Goal
Rewrite the data below with "outline" swapped for "boundary", changing nothing else.

○ ○ ○ ○ ○ ○ ○

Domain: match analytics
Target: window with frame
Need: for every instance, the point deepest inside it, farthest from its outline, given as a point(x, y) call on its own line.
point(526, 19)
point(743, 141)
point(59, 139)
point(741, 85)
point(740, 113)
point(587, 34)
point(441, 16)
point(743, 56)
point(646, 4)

○ ○ ○ ○ ○ ○ ○

Response to the exercise
Domain: match analytics
Target: window with frame
Need: for every instance, the point deepest inside it, farthest from its boundary, given as a point(x, y) call on its own line.
point(526, 19)
point(743, 141)
point(59, 139)
point(741, 85)
point(740, 113)
point(587, 34)
point(441, 16)
point(743, 56)
point(646, 4)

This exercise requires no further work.